Quote each of the records below verbatim, omitting the pictures.

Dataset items
++++++++++
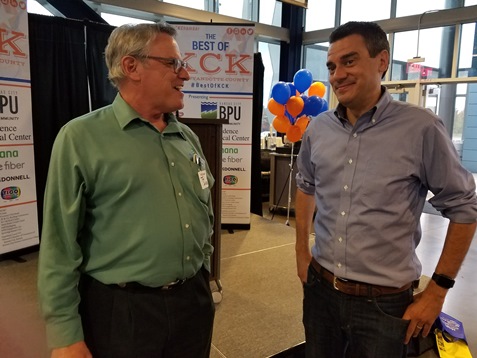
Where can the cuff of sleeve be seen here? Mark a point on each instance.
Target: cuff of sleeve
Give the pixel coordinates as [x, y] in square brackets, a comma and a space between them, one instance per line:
[62, 334]
[207, 263]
++++++++++
> Expected output:
Where can the cuff of sleeve be seen here? Mark a point on each instance.
Target: cuff of sleeve
Give the pixel coordinates as [x, y] in square brackets, a comma and a space between them, one instance per line:
[62, 334]
[207, 263]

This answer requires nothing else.